◆ Your tasks:
• a. Name every username that heads a post in the hunting lease thread below.
• b. Write out the hunting lease thread below, word for word, between "## tarpongobbler (Aug" and "(Aug 26, 2008)", inclusive.
• c. Pick up the hunting lease thread below from its final line and keep it going.
* Start Document extract *
# north florida/sw ga



## tarpongobbler (Aug 16, 2008)

anyone know of any solid leases with low members and a lot of acreage, also within 45mins of tallahassee?


----------



## harry coombs (Aug 26, 2008)

I have a possible spot in Quincy, FL. Let me know if you want to talk.


----------



## blsoutdoors (Sep 13, 2008)

I've got 735 acres up in Webster Co with 6 members on it and it is scattered out. It is about 1.5 hours from Tallahassee. Camp site also available. If interested in this, then contact me at (229)995-5793 or (229)669-7419 or you may email me at  blsoutdoors@yahoo.com
Thank you,
Bernie


----------



## sullivanfire1 (Sep 17, 2008)

*Clinch County*

PM me before signing any lease in Clinch County !!!


----------



## Brad (Sep 17, 2008)
* End Document extract *
* Start Data extract *
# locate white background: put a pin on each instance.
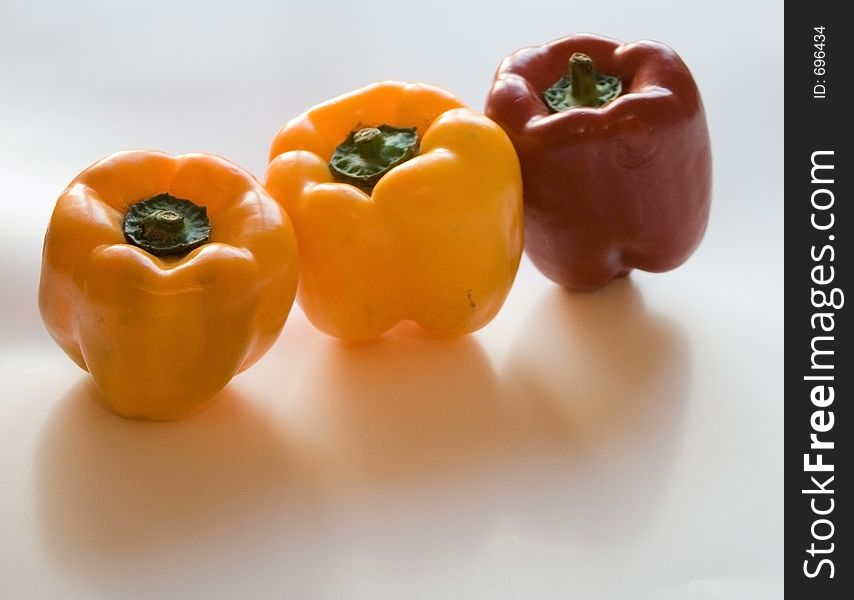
(620, 444)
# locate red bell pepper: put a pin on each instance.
(617, 175)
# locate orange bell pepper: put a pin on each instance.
(406, 205)
(163, 327)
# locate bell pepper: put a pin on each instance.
(164, 276)
(407, 206)
(615, 156)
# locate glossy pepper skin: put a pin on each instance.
(626, 185)
(438, 239)
(161, 335)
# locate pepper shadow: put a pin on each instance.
(114, 491)
(601, 384)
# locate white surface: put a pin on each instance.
(623, 444)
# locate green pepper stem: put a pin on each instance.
(583, 79)
(369, 141)
(166, 226)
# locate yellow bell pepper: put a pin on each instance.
(390, 231)
(164, 277)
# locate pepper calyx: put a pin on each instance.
(368, 153)
(164, 225)
(582, 86)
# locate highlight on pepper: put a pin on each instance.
(615, 155)
(407, 205)
(165, 276)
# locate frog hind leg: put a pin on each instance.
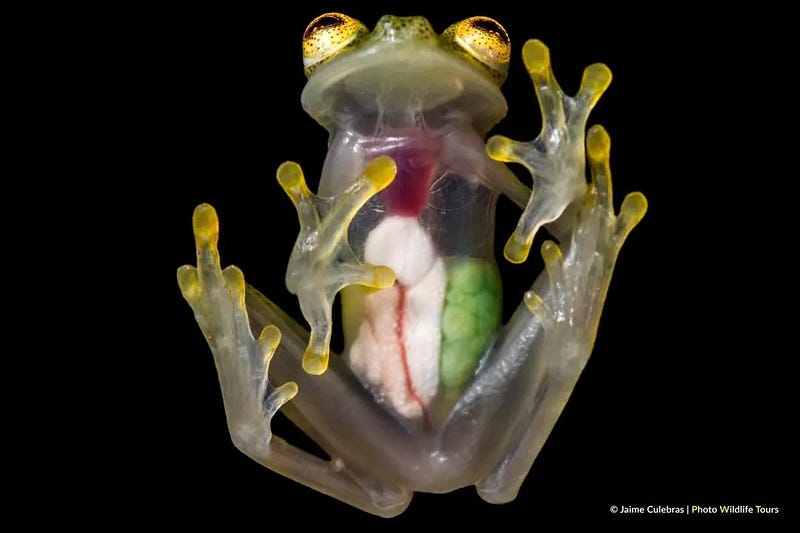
(560, 318)
(220, 301)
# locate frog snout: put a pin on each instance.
(391, 29)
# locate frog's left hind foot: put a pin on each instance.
(568, 311)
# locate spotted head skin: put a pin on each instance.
(480, 41)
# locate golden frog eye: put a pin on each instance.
(327, 36)
(483, 42)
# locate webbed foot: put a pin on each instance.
(555, 158)
(322, 262)
(217, 298)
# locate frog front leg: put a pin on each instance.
(555, 158)
(220, 300)
(322, 262)
(563, 311)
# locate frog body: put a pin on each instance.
(432, 392)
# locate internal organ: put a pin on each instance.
(416, 153)
(396, 349)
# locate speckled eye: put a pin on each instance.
(327, 36)
(482, 41)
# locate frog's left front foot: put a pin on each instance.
(555, 158)
(322, 262)
(568, 310)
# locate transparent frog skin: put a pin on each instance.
(432, 392)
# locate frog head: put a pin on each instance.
(403, 72)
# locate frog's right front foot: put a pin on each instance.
(322, 262)
(217, 298)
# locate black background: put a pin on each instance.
(685, 398)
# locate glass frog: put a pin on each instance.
(432, 392)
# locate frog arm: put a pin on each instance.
(220, 301)
(322, 262)
(555, 158)
(559, 325)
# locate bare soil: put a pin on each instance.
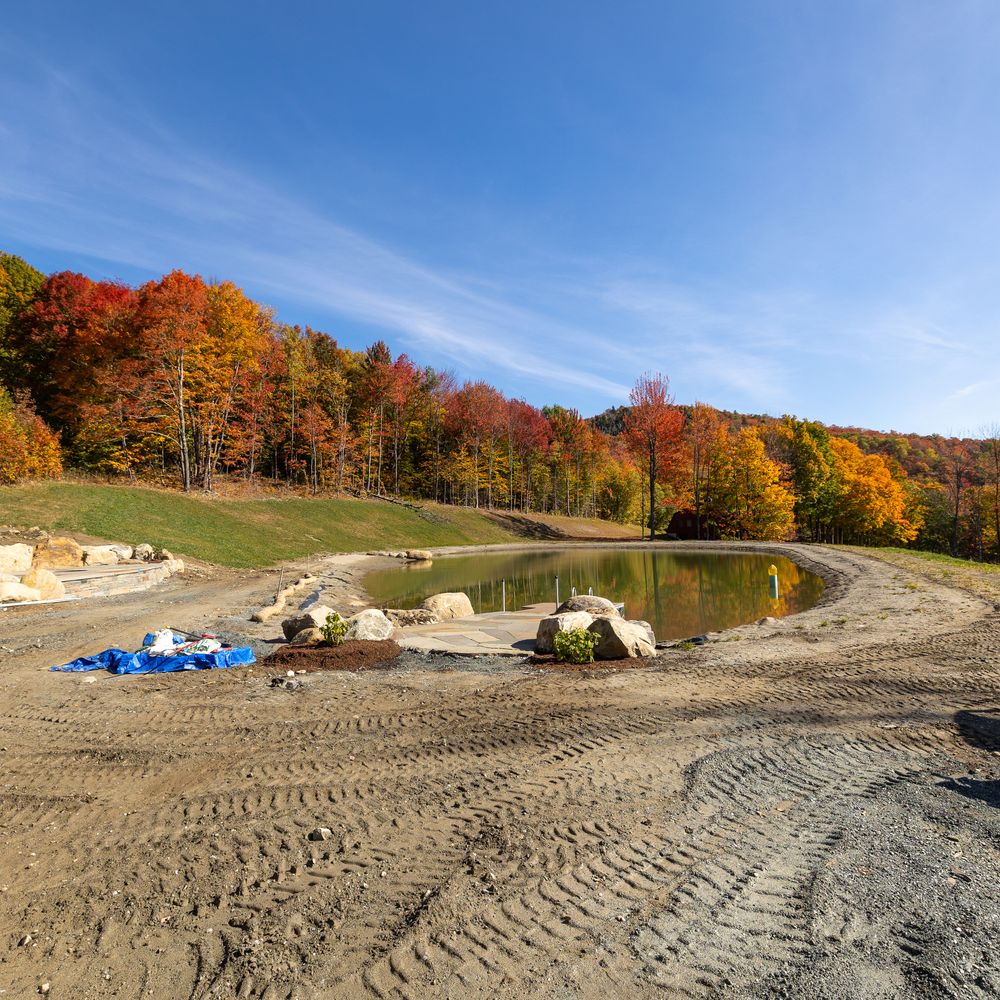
(805, 808)
(350, 655)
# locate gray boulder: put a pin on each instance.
(370, 624)
(315, 617)
(549, 627)
(596, 606)
(447, 606)
(618, 639)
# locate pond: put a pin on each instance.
(680, 593)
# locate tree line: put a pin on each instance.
(190, 381)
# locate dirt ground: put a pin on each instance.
(805, 808)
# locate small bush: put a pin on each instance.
(575, 645)
(334, 630)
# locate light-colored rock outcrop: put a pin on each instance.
(314, 617)
(596, 606)
(370, 624)
(549, 627)
(15, 558)
(45, 582)
(18, 592)
(447, 606)
(100, 555)
(307, 635)
(618, 639)
(58, 553)
(411, 616)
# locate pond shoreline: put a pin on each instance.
(826, 783)
(681, 588)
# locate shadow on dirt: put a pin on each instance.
(980, 729)
(982, 791)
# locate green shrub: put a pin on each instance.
(334, 630)
(575, 645)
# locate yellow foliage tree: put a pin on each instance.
(871, 506)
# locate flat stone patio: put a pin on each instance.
(496, 633)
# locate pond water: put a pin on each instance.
(680, 594)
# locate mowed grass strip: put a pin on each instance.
(236, 532)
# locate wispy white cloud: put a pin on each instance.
(89, 175)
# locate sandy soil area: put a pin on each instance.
(800, 809)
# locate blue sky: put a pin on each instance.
(786, 207)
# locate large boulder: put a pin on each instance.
(618, 639)
(315, 617)
(100, 555)
(16, 592)
(447, 606)
(15, 558)
(58, 553)
(45, 582)
(549, 627)
(369, 624)
(412, 616)
(596, 606)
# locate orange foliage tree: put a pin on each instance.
(654, 428)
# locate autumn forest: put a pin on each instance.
(191, 383)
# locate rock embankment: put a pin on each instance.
(28, 572)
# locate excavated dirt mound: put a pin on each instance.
(807, 813)
(351, 655)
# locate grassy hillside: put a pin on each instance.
(251, 532)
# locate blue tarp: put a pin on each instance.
(118, 661)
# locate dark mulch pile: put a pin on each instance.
(351, 655)
(549, 662)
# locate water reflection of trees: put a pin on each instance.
(680, 594)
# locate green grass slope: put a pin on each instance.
(236, 532)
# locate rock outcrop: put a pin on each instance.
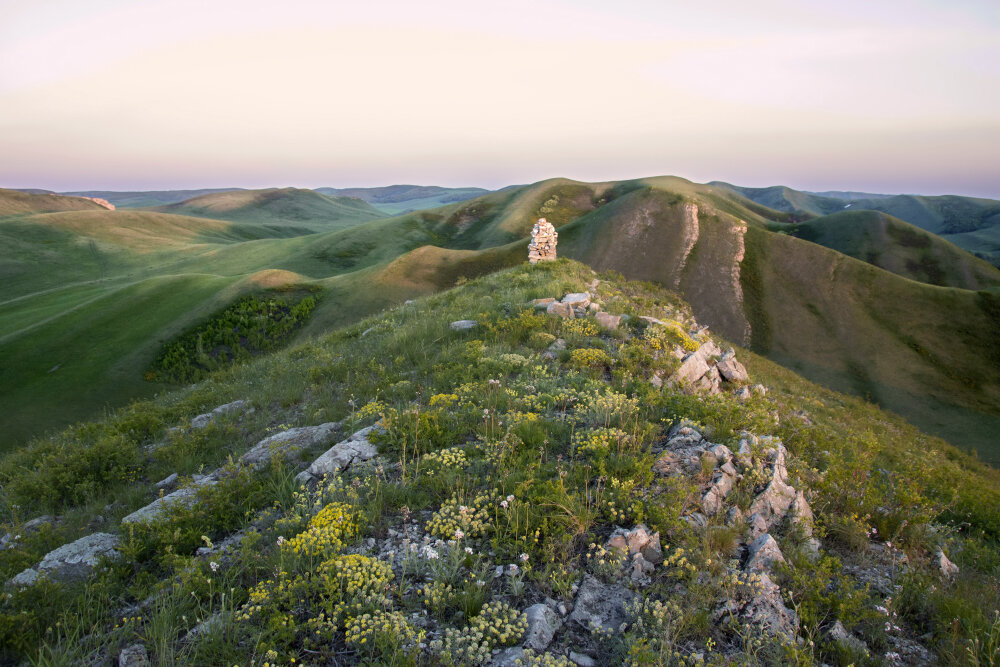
(543, 242)
(358, 447)
(184, 496)
(289, 442)
(236, 407)
(71, 561)
(600, 605)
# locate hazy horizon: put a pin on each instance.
(898, 97)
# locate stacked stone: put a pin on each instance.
(543, 242)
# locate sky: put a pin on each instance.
(894, 96)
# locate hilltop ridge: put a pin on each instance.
(482, 477)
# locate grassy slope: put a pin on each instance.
(397, 199)
(15, 202)
(864, 468)
(899, 247)
(971, 223)
(856, 333)
(141, 199)
(279, 206)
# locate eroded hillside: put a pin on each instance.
(544, 465)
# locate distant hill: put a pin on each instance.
(141, 199)
(970, 223)
(860, 302)
(397, 199)
(18, 202)
(904, 249)
(278, 206)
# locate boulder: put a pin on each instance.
(357, 447)
(133, 656)
(637, 541)
(543, 242)
(27, 528)
(577, 299)
(543, 623)
(563, 310)
(511, 657)
(732, 370)
(722, 483)
(201, 421)
(764, 554)
(839, 635)
(71, 561)
(945, 566)
(774, 501)
(600, 604)
(288, 442)
(767, 610)
(158, 507)
(168, 482)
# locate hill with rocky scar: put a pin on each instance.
(545, 466)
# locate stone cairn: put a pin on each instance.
(543, 242)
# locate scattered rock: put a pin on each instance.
(553, 350)
(773, 503)
(542, 626)
(945, 566)
(607, 320)
(71, 561)
(732, 370)
(155, 509)
(599, 604)
(133, 656)
(288, 442)
(764, 554)
(543, 242)
(637, 541)
(358, 447)
(201, 421)
(511, 657)
(563, 310)
(767, 610)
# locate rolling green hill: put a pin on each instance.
(278, 206)
(473, 486)
(925, 350)
(396, 199)
(897, 246)
(971, 223)
(147, 198)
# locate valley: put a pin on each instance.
(859, 301)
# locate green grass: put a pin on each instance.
(901, 342)
(575, 465)
(279, 206)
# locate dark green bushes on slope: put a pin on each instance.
(251, 326)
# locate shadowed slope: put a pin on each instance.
(899, 247)
(284, 206)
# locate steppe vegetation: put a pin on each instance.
(504, 465)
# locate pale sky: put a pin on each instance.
(891, 96)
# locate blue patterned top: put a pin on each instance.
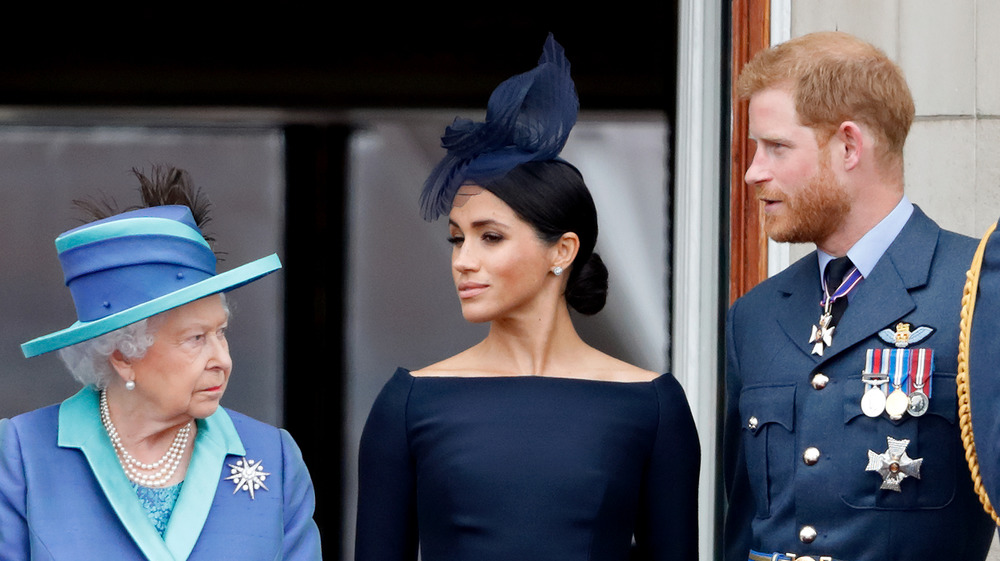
(158, 503)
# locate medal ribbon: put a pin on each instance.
(922, 366)
(850, 282)
(901, 370)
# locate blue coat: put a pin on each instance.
(775, 412)
(63, 494)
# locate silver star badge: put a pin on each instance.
(248, 475)
(822, 334)
(894, 465)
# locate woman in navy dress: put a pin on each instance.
(531, 444)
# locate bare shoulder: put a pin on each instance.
(601, 366)
(460, 365)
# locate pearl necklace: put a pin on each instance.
(135, 469)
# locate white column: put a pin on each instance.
(695, 330)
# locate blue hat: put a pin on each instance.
(134, 265)
(978, 380)
(528, 118)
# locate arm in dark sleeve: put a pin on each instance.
(667, 526)
(740, 503)
(387, 521)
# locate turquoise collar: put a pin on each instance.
(80, 427)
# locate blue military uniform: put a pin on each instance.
(798, 445)
(982, 320)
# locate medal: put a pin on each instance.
(873, 402)
(918, 403)
(894, 465)
(873, 397)
(918, 398)
(897, 402)
(821, 335)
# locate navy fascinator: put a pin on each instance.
(528, 118)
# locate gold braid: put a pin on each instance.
(962, 379)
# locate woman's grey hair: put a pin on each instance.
(90, 361)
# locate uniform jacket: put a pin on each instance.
(63, 494)
(773, 493)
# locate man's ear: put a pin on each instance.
(854, 144)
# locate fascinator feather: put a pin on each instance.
(528, 118)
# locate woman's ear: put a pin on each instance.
(122, 366)
(565, 250)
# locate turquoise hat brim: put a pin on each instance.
(222, 282)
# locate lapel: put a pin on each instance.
(881, 299)
(80, 427)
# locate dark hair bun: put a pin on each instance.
(587, 291)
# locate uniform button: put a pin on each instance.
(811, 456)
(807, 534)
(820, 381)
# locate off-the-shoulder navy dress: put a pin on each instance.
(527, 468)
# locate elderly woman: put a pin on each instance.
(530, 445)
(142, 463)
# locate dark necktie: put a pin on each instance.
(835, 272)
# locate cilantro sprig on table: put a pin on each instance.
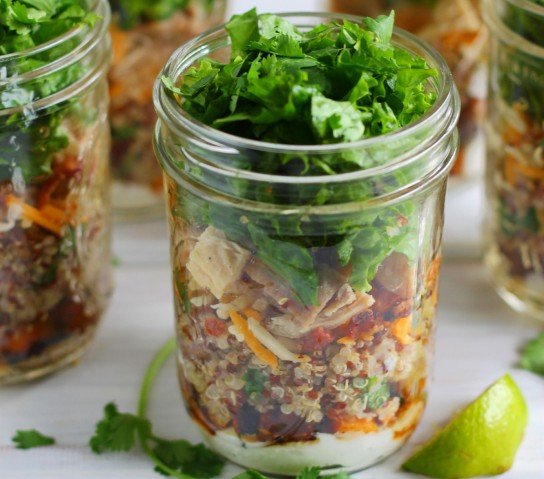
(31, 439)
(337, 83)
(121, 432)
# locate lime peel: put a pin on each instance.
(481, 439)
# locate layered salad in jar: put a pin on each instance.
(144, 35)
(304, 339)
(515, 179)
(456, 29)
(54, 238)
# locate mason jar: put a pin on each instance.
(54, 224)
(514, 230)
(144, 36)
(456, 29)
(304, 305)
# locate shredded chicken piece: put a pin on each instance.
(215, 262)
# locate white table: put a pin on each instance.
(477, 341)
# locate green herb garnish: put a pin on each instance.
(31, 439)
(336, 83)
(532, 356)
(28, 141)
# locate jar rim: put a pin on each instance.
(92, 39)
(186, 55)
(55, 42)
(494, 22)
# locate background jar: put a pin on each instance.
(144, 37)
(54, 190)
(456, 29)
(304, 305)
(514, 229)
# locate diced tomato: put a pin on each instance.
(214, 326)
(319, 338)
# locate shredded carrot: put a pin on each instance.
(252, 342)
(35, 215)
(54, 213)
(401, 329)
(251, 313)
(353, 424)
* End Data extract *
◆ Answers in order:
• a. tarpongobbler, harry coombs, blsoutdoors, sullivanfire1, Brad

• b.
## tarpongobbler (Aug 16, 2008)

anyone know of any solid leases with low members and a lot of acreage, also within 45mins of tallahassee?


----------



## harry coombs (Aug 26, 2008)

• c.
I have a lease in southern Madison Co. that is 1300 acres so far we only have 4 guys we are looking to add a couple more. This our first year on the place but we have some good trail cam pics of good deer and its loaded with turkeys pm me if interested.


----------



## wolfy (Sep 18, 2008)

*Info on Maddison*

Hey brad could you send some more info and pics and $ for the lease in maddison.

Thanks Wolfy


----------



## Nicodemus (Oct 25, 2008)

Keep the posts in this thread relevant to the thread starters intentions.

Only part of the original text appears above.